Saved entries
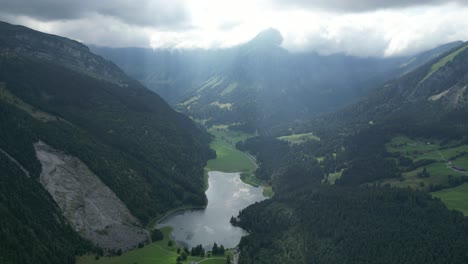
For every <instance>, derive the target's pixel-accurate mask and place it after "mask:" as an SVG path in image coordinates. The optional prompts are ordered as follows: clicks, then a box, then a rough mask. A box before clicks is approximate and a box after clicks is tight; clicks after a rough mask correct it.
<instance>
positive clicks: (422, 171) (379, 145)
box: [233, 43, 468, 263]
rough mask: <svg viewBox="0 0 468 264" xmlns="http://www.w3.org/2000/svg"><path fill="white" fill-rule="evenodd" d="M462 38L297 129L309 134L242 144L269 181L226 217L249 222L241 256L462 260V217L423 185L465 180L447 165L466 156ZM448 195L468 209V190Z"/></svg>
mask: <svg viewBox="0 0 468 264" xmlns="http://www.w3.org/2000/svg"><path fill="white" fill-rule="evenodd" d="M466 47H467V46H466V43H465V44H463V45H461V46H458V47H455V48H453V49H451V50H449V51H447V52H445V53H443V54H441V55H439V56H438V57H436V58H434V59H433V60H431V61H429V62H428V63H426V64H424V65H422V66H421V67H418V68H416V69H415V70H414V71H411V72H408V73H406V74H404V75H403V76H401V77H398V78H396V79H394V80H391V81H388V82H386V83H385V84H384V85H382V87H377V88H376V89H375V91H373V92H371V94H370V95H369V96H368V97H366V98H365V99H363V100H361V101H360V102H358V103H356V104H353V105H351V106H349V107H346V108H344V109H343V110H340V111H337V112H334V113H331V114H327V115H323V116H321V117H319V118H316V119H313V120H312V121H310V120H309V121H305V122H304V123H300V122H299V123H298V124H297V127H294V131H296V132H302V133H304V132H314V135H315V136H316V137H315V138H311V139H309V140H306V141H305V142H300V143H288V142H286V141H284V140H282V139H281V138H274V137H265V136H260V137H257V138H252V139H249V140H247V141H246V142H244V143H242V144H239V145H238V147H240V148H242V149H243V150H248V151H250V152H251V153H253V154H255V155H256V156H257V160H258V161H259V163H260V168H259V169H258V170H257V175H258V176H261V177H262V178H263V179H265V180H268V181H270V182H271V183H272V184H273V186H274V187H275V190H276V194H275V197H273V198H272V199H270V200H267V201H263V202H261V203H258V204H255V205H252V206H250V207H248V208H247V209H245V210H244V211H242V212H241V213H240V214H239V217H238V218H234V219H233V222H234V223H236V224H238V225H240V226H241V227H243V228H246V229H247V230H248V231H249V232H250V235H249V236H247V237H245V238H244V239H243V240H242V242H241V245H240V249H241V252H242V253H241V257H240V263H465V262H466V261H468V255H467V252H468V251H467V248H468V244H467V242H466V240H465V239H464V237H466V235H467V231H468V229H467V226H468V225H467V224H468V222H467V218H466V217H465V216H463V214H462V213H461V212H460V211H453V210H449V209H447V206H449V205H450V203H446V201H445V200H444V199H443V200H442V201H444V203H445V204H444V203H442V202H441V201H440V200H438V199H434V198H432V197H431V195H430V194H429V193H428V192H433V191H435V190H440V189H443V190H444V191H446V192H447V193H450V192H451V190H452V189H450V188H452V187H454V186H460V185H462V186H466V183H465V184H464V185H463V183H464V182H466V181H467V179H468V178H467V177H466V169H465V168H466V165H464V166H463V165H453V164H466V161H467V160H468V158H467V152H466V149H467V146H468V144H467V142H468V140H467V136H466V135H467V133H468V129H467V128H468V126H467V125H468V118H467V117H468V112H467V110H468V108H467V94H466V86H467V74H468V68H467V62H468V57H467V56H468V53H467V52H468V51H467V48H466ZM277 150H280V151H277ZM426 167H427V170H426ZM397 187H399V188H397ZM416 189H417V190H416ZM442 197H444V196H442ZM450 197H451V198H452V199H455V200H454V203H455V202H456V203H458V206H460V207H462V208H466V199H467V195H466V193H460V192H459V193H457V194H456V196H455V194H454V195H452V196H450ZM451 208H452V207H451ZM457 209H458V208H457Z"/></svg>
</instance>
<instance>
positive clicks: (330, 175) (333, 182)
mask: <svg viewBox="0 0 468 264" xmlns="http://www.w3.org/2000/svg"><path fill="white" fill-rule="evenodd" d="M342 173H343V170H341V171H338V172H335V173H330V174H328V176H327V180H328V182H329V183H330V184H335V181H336V180H338V179H339V178H341V174H342Z"/></svg>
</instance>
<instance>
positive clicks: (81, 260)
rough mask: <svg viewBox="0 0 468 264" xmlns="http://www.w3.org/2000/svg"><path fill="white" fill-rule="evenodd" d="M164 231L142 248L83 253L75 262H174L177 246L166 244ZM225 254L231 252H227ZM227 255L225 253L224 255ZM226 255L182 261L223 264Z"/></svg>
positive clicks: (210, 256)
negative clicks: (224, 255) (128, 250)
mask: <svg viewBox="0 0 468 264" xmlns="http://www.w3.org/2000/svg"><path fill="white" fill-rule="evenodd" d="M161 230H162V231H163V233H164V239H163V240H161V241H157V242H153V243H151V244H149V245H146V246H145V247H143V248H138V249H134V250H130V251H128V252H125V253H124V254H122V255H121V256H114V257H99V258H96V256H95V255H85V256H81V257H77V259H76V263H77V264H135V263H137V264H155V263H157V264H175V263H176V262H177V261H176V259H177V256H179V254H177V248H178V246H177V245H176V243H175V242H174V243H173V245H172V246H168V242H169V240H170V233H171V229H170V228H168V227H165V228H163V229H161ZM226 254H231V253H230V252H227V253H226ZM226 256H227V255H226ZM226 256H214V257H211V256H210V257H208V256H207V257H203V258H202V257H192V256H188V258H187V260H185V261H183V262H182V263H184V264H185V263H187V264H188V263H191V262H192V261H193V262H196V263H204V264H209V263H211V264H225V263H226ZM231 259H232V254H231Z"/></svg>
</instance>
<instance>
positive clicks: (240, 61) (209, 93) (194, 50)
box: [92, 29, 461, 131]
mask: <svg viewBox="0 0 468 264" xmlns="http://www.w3.org/2000/svg"><path fill="white" fill-rule="evenodd" d="M282 40H283V38H282V36H281V34H280V32H279V31H277V30H275V29H268V30H265V31H263V32H261V33H259V34H258V35H257V36H256V37H255V38H254V39H252V40H251V41H249V42H247V43H245V44H242V45H239V46H237V47H233V48H229V49H220V50H151V49H136V48H135V49H132V48H124V49H111V48H104V47H92V49H93V51H95V52H97V53H98V54H101V55H102V56H104V57H106V58H109V59H111V60H113V61H115V62H116V63H117V64H118V65H119V66H120V67H122V68H123V69H124V70H125V71H126V72H127V73H129V74H130V75H131V76H133V77H135V78H136V79H138V80H140V81H142V82H143V83H144V84H146V85H147V86H148V87H149V88H150V89H153V90H154V91H157V92H158V93H160V94H161V95H162V96H163V97H164V98H165V99H166V100H168V101H169V102H170V103H171V104H172V105H174V106H175V107H176V108H177V109H179V110H181V111H183V112H185V113H187V114H189V115H191V116H193V117H195V118H197V119H201V120H204V121H205V122H206V124H207V125H211V124H227V125H231V126H233V127H236V128H238V129H243V130H247V131H253V130H255V129H260V130H271V128H272V127H275V126H277V125H278V124H285V123H290V122H291V121H293V120H303V119H309V118H310V117H312V116H315V115H317V114H319V113H324V112H327V111H332V110H335V109H337V108H338V107H340V106H343V105H346V104H349V103H351V102H354V101H356V100H358V99H359V98H361V97H362V96H364V95H365V94H366V93H367V91H368V89H370V88H373V87H374V86H376V85H378V84H380V83H381V82H383V81H384V80H387V79H390V78H393V77H396V76H399V75H400V74H402V73H404V72H407V71H410V70H411V69H414V68H415V67H417V66H419V65H421V64H423V63H424V62H426V61H427V60H430V59H431V58H434V57H435V56H437V55H438V54H440V53H441V52H443V51H446V50H448V49H450V48H453V47H455V46H457V45H460V44H461V43H460V42H454V43H450V44H447V45H444V46H441V47H439V48H436V49H434V50H432V51H428V52H426V53H421V54H418V55H416V56H415V57H400V58H358V57H352V56H347V55H344V54H335V55H329V56H322V55H318V54H316V53H301V54H295V53H290V52H288V51H287V50H286V49H284V48H282V47H281V43H282ZM234 124H235V125H234Z"/></svg>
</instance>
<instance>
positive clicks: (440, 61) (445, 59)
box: [421, 45, 468, 82]
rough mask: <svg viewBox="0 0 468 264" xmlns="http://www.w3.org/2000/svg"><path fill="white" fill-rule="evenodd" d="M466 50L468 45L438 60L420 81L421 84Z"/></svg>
mask: <svg viewBox="0 0 468 264" xmlns="http://www.w3.org/2000/svg"><path fill="white" fill-rule="evenodd" d="M466 48H468V45H465V46H464V47H461V48H460V49H458V50H456V51H454V52H452V53H451V54H449V55H447V56H445V57H443V58H442V59H441V60H439V61H438V62H437V63H436V64H434V65H432V67H431V70H430V71H429V73H428V74H427V75H426V77H424V79H422V81H421V82H424V81H425V80H426V79H427V78H429V77H430V76H431V75H432V74H433V73H434V72H436V71H438V70H439V69H440V68H442V67H444V66H445V64H447V63H448V62H450V61H452V60H453V58H455V57H456V56H457V55H458V54H460V53H462V52H463V51H464V50H465V49H466Z"/></svg>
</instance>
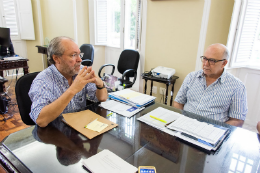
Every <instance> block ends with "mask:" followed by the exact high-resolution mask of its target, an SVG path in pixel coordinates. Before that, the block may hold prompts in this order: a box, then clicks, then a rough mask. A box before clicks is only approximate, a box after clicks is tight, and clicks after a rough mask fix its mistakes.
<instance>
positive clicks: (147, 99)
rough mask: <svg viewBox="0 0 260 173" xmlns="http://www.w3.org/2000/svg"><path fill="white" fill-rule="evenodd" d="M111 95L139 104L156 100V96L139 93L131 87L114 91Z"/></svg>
mask: <svg viewBox="0 0 260 173" xmlns="http://www.w3.org/2000/svg"><path fill="white" fill-rule="evenodd" d="M109 95H111V96H114V97H117V98H120V99H122V100H125V101H128V102H130V103H132V104H137V105H145V104H146V103H148V102H151V101H152V100H155V97H154V96H150V95H146V94H143V93H139V92H136V91H133V90H130V89H124V90H121V91H116V92H112V93H109Z"/></svg>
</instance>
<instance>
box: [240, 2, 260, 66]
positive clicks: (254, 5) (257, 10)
mask: <svg viewBox="0 0 260 173" xmlns="http://www.w3.org/2000/svg"><path fill="white" fill-rule="evenodd" d="M259 19H260V1H259V0H248V1H247V6H246V11H245V16H244V22H243V25H242V29H241V35H240V39H239V44H238V47H237V57H236V61H235V62H236V63H243V62H247V61H249V59H250V58H251V56H252V53H253V48H254V43H255V39H256V37H257V36H258V25H259V22H260V20H259Z"/></svg>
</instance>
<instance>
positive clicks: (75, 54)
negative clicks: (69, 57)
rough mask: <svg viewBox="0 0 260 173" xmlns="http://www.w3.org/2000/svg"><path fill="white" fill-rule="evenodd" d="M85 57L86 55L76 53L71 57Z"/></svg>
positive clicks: (80, 57)
mask: <svg viewBox="0 0 260 173" xmlns="http://www.w3.org/2000/svg"><path fill="white" fill-rule="evenodd" d="M83 55H84V53H79V54H78V53H74V54H73V55H70V56H71V57H72V58H77V57H80V58H82V57H83Z"/></svg>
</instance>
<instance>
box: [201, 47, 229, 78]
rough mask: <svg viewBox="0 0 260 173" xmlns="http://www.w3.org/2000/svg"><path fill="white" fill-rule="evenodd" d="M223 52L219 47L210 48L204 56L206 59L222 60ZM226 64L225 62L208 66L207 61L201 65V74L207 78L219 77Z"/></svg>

▸ Exercise aim
Count the lines in the rows above that contain the word "negative". Reply with only the number.

▸ Completed task
2